▶ TO BE DONE:
Set every record down verbatim and omit the pictures.

** begin RECORDED DATA **

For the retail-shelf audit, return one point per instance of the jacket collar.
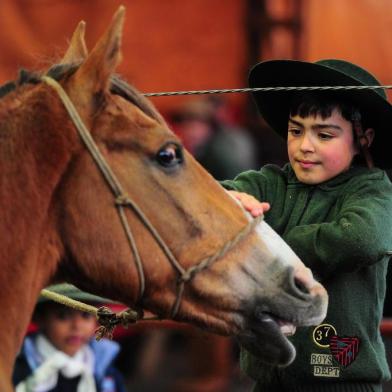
(331, 183)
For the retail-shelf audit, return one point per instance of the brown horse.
(59, 218)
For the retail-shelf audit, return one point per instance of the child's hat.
(73, 292)
(274, 105)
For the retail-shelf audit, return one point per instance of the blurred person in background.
(63, 356)
(208, 130)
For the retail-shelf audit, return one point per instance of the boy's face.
(320, 149)
(67, 329)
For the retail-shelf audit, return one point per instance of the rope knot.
(187, 275)
(108, 320)
(123, 200)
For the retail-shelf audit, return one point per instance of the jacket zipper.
(308, 197)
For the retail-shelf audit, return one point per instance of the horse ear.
(94, 73)
(77, 50)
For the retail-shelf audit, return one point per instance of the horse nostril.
(297, 285)
(300, 286)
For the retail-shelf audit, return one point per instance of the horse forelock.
(61, 71)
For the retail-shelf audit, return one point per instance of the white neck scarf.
(45, 377)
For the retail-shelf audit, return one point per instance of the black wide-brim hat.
(274, 105)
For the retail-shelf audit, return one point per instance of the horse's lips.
(266, 339)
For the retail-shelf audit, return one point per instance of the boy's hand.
(250, 203)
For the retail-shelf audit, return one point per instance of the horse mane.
(60, 71)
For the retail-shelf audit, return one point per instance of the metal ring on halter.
(122, 200)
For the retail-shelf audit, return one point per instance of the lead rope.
(260, 89)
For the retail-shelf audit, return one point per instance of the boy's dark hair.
(307, 104)
(315, 103)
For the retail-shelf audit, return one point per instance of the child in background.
(63, 356)
(334, 208)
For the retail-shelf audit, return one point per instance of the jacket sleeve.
(359, 235)
(256, 183)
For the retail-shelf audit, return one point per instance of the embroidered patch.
(322, 334)
(323, 365)
(344, 349)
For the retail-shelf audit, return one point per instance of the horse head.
(164, 235)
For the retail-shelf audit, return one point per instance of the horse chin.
(266, 339)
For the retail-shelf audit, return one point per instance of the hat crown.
(364, 77)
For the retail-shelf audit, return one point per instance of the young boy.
(63, 356)
(335, 210)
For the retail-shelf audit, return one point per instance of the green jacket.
(342, 230)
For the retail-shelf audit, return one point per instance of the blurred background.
(177, 45)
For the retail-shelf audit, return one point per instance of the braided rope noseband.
(106, 317)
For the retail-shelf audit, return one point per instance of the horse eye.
(170, 155)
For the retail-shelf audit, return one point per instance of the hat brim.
(274, 105)
(73, 292)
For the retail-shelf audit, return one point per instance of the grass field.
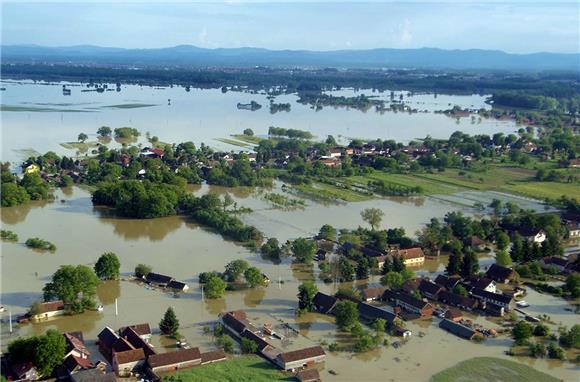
(241, 369)
(487, 369)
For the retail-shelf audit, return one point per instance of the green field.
(488, 369)
(246, 368)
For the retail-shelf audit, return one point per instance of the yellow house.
(32, 169)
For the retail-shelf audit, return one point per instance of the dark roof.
(260, 341)
(93, 375)
(429, 287)
(373, 292)
(308, 375)
(174, 284)
(121, 344)
(497, 272)
(140, 329)
(371, 312)
(138, 343)
(503, 298)
(72, 362)
(457, 329)
(158, 278)
(457, 300)
(212, 356)
(447, 281)
(306, 353)
(129, 356)
(51, 306)
(107, 337)
(410, 300)
(236, 323)
(324, 303)
(75, 341)
(171, 358)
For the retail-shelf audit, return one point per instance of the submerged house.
(457, 329)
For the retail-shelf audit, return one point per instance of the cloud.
(203, 35)
(406, 34)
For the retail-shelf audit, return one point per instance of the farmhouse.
(457, 329)
(500, 274)
(302, 358)
(324, 303)
(174, 360)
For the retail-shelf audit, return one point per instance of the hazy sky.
(517, 26)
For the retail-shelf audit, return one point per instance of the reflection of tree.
(133, 229)
(108, 291)
(254, 296)
(17, 214)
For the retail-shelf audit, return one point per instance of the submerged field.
(488, 369)
(246, 368)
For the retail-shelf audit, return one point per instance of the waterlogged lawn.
(488, 369)
(241, 369)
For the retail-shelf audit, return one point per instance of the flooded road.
(180, 248)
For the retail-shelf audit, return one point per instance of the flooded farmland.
(181, 248)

** end RECORDED DATA **

▶ TASK SOLUTION:
For the retail-shelf audit, return one point per instance of the jacket collar.
(331, 183)
For the retail-shelf audit, return one point per instance of the brown horse.
(59, 218)
For the retail-shelf audit, return one point per instance of the child's hat.
(73, 292)
(274, 105)
For the retail-shelf audit, return one point per instance of the blurred person in background.
(63, 356)
(208, 130)
For the retail-shelf audit, return one point per instance of the boy's face.
(320, 149)
(67, 329)
For the retail-shelf audit, return one point per instance of the rope knot.
(187, 275)
(108, 320)
(123, 200)
For the retail-shelf audit, return one point per instance of the jacket zipper.
(308, 197)
For the retail-shelf audit, return one point per instance of the horse ear.
(94, 73)
(77, 50)
For the retail-shelf audit, return one point per instance of the horse nostril.
(297, 285)
(300, 286)
For the retail-shelf audit, return one point per instance of the horse forelock.
(61, 71)
For the retail-shelf audit, return one point per instance of the white neck scarf.
(45, 377)
For the retail-shelf audit, return one point per instance of the black wide-brim hat.
(274, 105)
For the retail-shelf audit, return one point per instance of the horse's lips.
(266, 339)
For the retail-shelf audit, return one point per instance of the boy's hand.
(250, 203)
For the retail-shelf audit, return one point per instance of the horse mane.
(60, 71)
For the retail-shelf audit, return one point per instance of the metal ring on halter.
(122, 200)
For the retail-shelf audit, return one point per instance of the lead rope.
(260, 89)
For the retail-shelf audit, return one point per instance of the boy's dark hair.
(307, 104)
(315, 103)
For the retail-shelf audit, return one point per instance of the child in background.
(63, 356)
(334, 208)
For the retail-shelf audit, return one point per instance of the jacket sleeve.
(359, 235)
(256, 183)
For the retail-shelf audit, return one point per instance of the embroidered patch.
(322, 334)
(323, 365)
(344, 349)
For the retail-shelf audit, return one point per instance of the horse head.
(164, 235)
For the retail-shelf audit, return one point per instance of the horse chin.
(266, 339)
For the retail-shelf audit, return one point per instance of the hat crown.
(364, 77)
For the retail-shelf audit, return one point per instance of the young boy.
(63, 356)
(335, 210)
For the retail-shelf audit, return one point per instance of the green jacket.
(342, 230)
For the retail-shelf audit, return one point per instance of the blurred background.
(177, 45)
For the retail-shelf audit, return one point per instance of the braided rope noseband.
(106, 317)
For the retail-shelf audit, return one point per instance of the horse eye.
(170, 155)
For the retail-shelf audit, return one point per instance of the hat brim.
(274, 105)
(73, 292)
For the retail-shelf audit, return one point per instance of the grass field.
(241, 369)
(487, 369)
For the retail-shelf audit, return one point per instance of the green field.
(488, 369)
(246, 368)
For the retail-shelf audit, return one point per instance of the yellow house.
(32, 169)
For the retail-shelf audit, return one point per instance of the dark roof.
(260, 341)
(93, 375)
(429, 287)
(373, 292)
(308, 375)
(174, 284)
(121, 344)
(497, 272)
(140, 329)
(371, 312)
(138, 343)
(503, 298)
(72, 362)
(457, 329)
(158, 278)
(457, 300)
(212, 356)
(447, 281)
(306, 353)
(129, 356)
(51, 306)
(107, 337)
(410, 300)
(236, 323)
(324, 303)
(75, 341)
(171, 358)
For the retail-shelf audit, return one point per instance of the submerged house.
(457, 329)
For the retail-shelf audit, return one point per instance of the cloud.
(203, 35)
(406, 34)
For the retail-shelf audit, return one point per instance of the farmhouse.
(457, 329)
(500, 274)
(302, 358)
(324, 303)
(174, 360)
For the retail-shelf audit, return one point per instance of the hazy sky.
(517, 26)
For the retail-shelf audit, return one point per instance of the reflection of tree.
(133, 229)
(108, 291)
(254, 296)
(17, 214)
For the retail-shelf audit, return one point per instance of the submerged field.
(488, 369)
(246, 368)
For the retail-shelf audit, return one point per instance of the waterlogged lawn.
(488, 369)
(241, 369)
For the retail-shelf audit, return one point per instance of the flooded road.
(180, 248)
For the retail-shelf audit, return one point per instance of the flooded farmland.
(181, 248)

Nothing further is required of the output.